Esatto: l’album che oggi compie 24 anni fu uno strappo ai suoni e all’immaginario preventivato a Yorke e soci. Come a dire: bene il pop, bravissimi Blur e Oasis, ma qui siamo anni luce lontani da Gallagher, Albarn e Pablo Honey. Perché sì, lo scarto impressionante (e impronosticabile) era in primis con le varie Creep e You, per un gruppo non più anonimo, ma improvvisamente conscio dei propri mezzi, oltre che indipendente nella ricerca di suoni e melodie. Si erano sporcati le mani, i Radiohead, fatti le ossa in infinite e mondiali sessioni di live, e i tanti schiaffi alla fine erano serviti. Erano diventati un gruppo di ragazzi svegli, loro, e lo si capisce sin dall’apertura di Planet Telex, che mette la bandierina a distanza siderale da dove li avevamo lasciati: fruscio di vento, suoni desertici, rintocchi di chitarra, struttura atipica e la voce di Thom mai così espressiva. E poi i testi, sì, che da semplici scazzi adolescenziali ora trovano la legittimazione di raccontare gli esseri umani a 360 gradi, l’esistenzialismo. Erano tutte soluzioni fresche, la loro, nuove e molto meno ortodosse di quanto progettasse il brit-pop.
Chiaro: non c’era ancora tutta la ricerca con cui faranno rivoluzione a cavallo del 2000, e i riferimenti presi a cuore (U2 e REM su tutti) capita a volte siano troppo vicini; ma un uso talmente spigliato delle chitarre (acustiche ed elettriche, e che segnerà tanto i Coldplay quanto il Grignani de La Fabbrica di plastica, da noi), un’epica dei testi così vivida e in generale un alt-rock tanto personale all’epoca significarono un punto di svolta solo lentamente metabolizzato – e compreso – da chi stava intorno. E significarono, soprattutto, che i Radiohead, per quanto sbarbatelli, giocassero già un campionato a parte, con tutti i crismi che Pablo Honey non lasciava neanche intuire e che invece sarebbero finiti in Ok Computer.

CONSEGNA
Prosegui il brano sull'album dei Radiohead a partire dall'ultima frase. Le voci riportate qui sotto provengono da un'altra fonte.

(Voci del dataset salvate)
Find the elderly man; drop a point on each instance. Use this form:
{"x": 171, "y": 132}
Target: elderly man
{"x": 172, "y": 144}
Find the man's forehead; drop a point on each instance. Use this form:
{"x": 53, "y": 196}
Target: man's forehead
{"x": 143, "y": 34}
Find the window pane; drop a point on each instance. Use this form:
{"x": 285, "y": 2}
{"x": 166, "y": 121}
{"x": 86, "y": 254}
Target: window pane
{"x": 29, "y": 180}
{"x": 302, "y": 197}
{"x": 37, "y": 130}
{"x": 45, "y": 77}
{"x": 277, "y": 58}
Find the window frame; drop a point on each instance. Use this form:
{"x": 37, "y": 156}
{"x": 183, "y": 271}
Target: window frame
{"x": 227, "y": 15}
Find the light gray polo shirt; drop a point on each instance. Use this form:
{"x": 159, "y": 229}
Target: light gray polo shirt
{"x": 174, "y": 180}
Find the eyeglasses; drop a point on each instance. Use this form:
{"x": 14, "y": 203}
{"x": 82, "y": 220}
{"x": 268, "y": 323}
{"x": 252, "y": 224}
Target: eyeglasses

RISPOSTA
Sarà stato anche un lavoro un po’ discontinuo, The Bends, nel senso che a volte l’overdose di chitarre sparava a salve (Bones, o anche la stessa title track si perdono parzialmente nel fumo) e l’ampiezza complessiva ne tradiva la compattezza, ma rimane comunque un parto miracoloso e per niente scontato. Giovane e stronzo, ma già con le spalle larghe e la cultura del secchione dietro: per questo legittimo, e rappresentativo di una band che così “semplice” non lo sarebbe più stata. E basta sentire il silenzio religioso che scende quando, ai live, suonano Fake plastic trees, o perdersi nell’etereo pop di High and dry e nel pessimismo da ninna-nanna di Nice dreams (che farà da colonna sonora a un episodio bellissimo di How I met your mother), per rendersi conto di quanto il suo potenziale non sia invecchiato, e di come non sia un lavoro minore, ma un’opera seminale di “tutto ciò che è Radiohead”.
Non a caso, dopo la sua pubblicazione The Bends riuscì in tutti i suoi intenti: vendette meno del precedente, si risparmiò fraintendimenti e “polmoni d’acciaio”, innestò le basi per un sound che avrebbe fatto scuola e, soprattutto, spiegò al mondo chi fossero davvero Yorke e compagni. A rileggerlo oggi sembra quasi un album timido, è vero, specie alla luce dei giganti che sarebbero venuti poi. Ma è un’interpretazione, questa, che non ha senso: meglio tenerselo così, come un lavoro di gioventù pieno di promesse mantenute, scazzi e un paio di ballate maestose, firmato da una band ancora in preda alle paranoie. Insomma, anche i Radiohead sono stati giovani, e spaccavano pure allora: alla faccia di Creep e immaturità varie.